* [READING TEXT]:

###

News from September 2008
September 8, 2008
The High Cost of Playing Music
A proposed new tariff on music will radically increase the cost of doing business in the fitness industry in Canada. Tariff 6, put forward by the Neighbouring Rights Collective of Canada, would require commercial club owners to pay twice: $3 per fitness class, plus 5% of monthly gross receipts to fitness “venues.” If ratified the NRCC would have the authority to collect fees retroactive to January 2008——a potential windfall of $100 million. Under the new proposal Tariff 19 fees paid to the Society of Composers, Authors and Music Publishers (SOCAN) would continue.
Run for Your Life:
A 20-year study done by Stanford University and published in August in the Archives of Internal Medicine shows that middle-aged members of a runner’s club were half as likely to die over a 20-year period as people who did not run. The study showed a reduced risk of heart disease, cancer, and neurological diseases such as Alzheimer, and also lower mean disability levels at all time points. Runners also reported fewer injuries of all kinds—including to their knees. “Common sense and background science support the idea that there is nothing magical about running per se,” says Dr. James Fries who worked on the study. “It is vigorous exercise that does the trick.”
Club Fit purchased by International Fitness Holdings
The Edmonton-based chain of fitness centres, Club Fit, has been sold to a U.S. private equity firm—International Fitness Holdings (World Health Club)—which was itself purchased by North Castle Holdings in March. Club Fit president David Hardy will join the board of International Fitness Holdings and serve as a consultant. Blake McDonald, Chief Operating officer will continue to run Club Fit in Edmonton. “The acquisition represents an important step in achieving our long-term strategic vision of establishing International Fitness Holdings as the leading fitness club operator in Western Canada,” says Doug Lehrman, managing director at North Castle.

###

* [DATASET ENTRIES]:
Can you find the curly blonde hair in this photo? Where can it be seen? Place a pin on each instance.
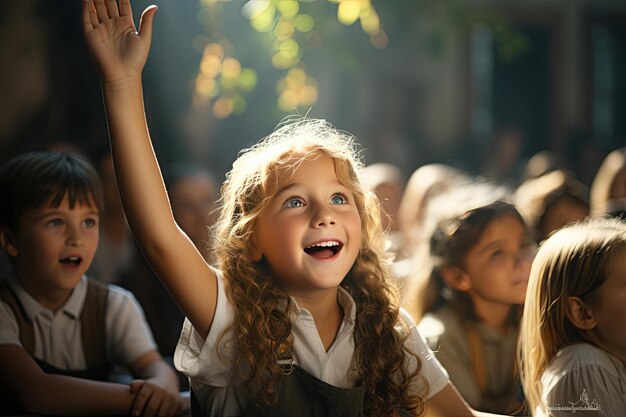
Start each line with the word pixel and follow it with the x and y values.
pixel 262 324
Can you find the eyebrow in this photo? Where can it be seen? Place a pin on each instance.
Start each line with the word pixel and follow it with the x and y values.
pixel 495 243
pixel 297 184
pixel 57 212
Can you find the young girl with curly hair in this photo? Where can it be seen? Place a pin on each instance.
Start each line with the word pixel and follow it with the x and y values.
pixel 296 315
pixel 572 339
pixel 468 297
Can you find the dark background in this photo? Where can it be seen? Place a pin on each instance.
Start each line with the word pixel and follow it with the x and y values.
pixel 479 84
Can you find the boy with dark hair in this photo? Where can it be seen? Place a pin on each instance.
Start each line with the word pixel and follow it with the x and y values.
pixel 59 331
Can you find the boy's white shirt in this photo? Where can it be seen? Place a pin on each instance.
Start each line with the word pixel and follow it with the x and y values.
pixel 222 392
pixel 58 335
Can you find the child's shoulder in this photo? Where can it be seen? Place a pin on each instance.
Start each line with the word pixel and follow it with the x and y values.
pixel 584 354
pixel 582 360
pixel 443 323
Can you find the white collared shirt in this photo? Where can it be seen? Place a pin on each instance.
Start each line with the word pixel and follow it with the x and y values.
pixel 58 334
pixel 221 391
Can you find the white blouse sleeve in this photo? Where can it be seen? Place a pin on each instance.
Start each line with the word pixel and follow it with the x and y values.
pixel 586 381
pixel 434 373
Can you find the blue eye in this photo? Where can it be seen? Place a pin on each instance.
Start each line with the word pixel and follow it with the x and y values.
pixel 55 222
pixel 90 222
pixel 294 203
pixel 338 199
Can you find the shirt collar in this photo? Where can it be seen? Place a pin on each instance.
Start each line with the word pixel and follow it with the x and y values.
pixel 73 306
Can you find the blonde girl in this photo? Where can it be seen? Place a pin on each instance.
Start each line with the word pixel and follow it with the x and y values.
pixel 468 299
pixel 296 315
pixel 572 340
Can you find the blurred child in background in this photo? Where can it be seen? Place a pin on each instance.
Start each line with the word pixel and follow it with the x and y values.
pixel 572 341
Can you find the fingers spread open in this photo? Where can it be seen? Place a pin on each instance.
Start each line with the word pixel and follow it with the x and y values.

###

* [ACTIVITIES]:
A) List every person named in the September 2008 news.
B) According to the September 2008 news, how much per fitness class would Tariff 6 require commercial club owners to pay?
Use only the September 2008 news as your source.

* [ANSWER SECTION]:
A)
James Fries
David Hardy
Blake McDonald
Doug Lehrman

B) $3 per fitness class.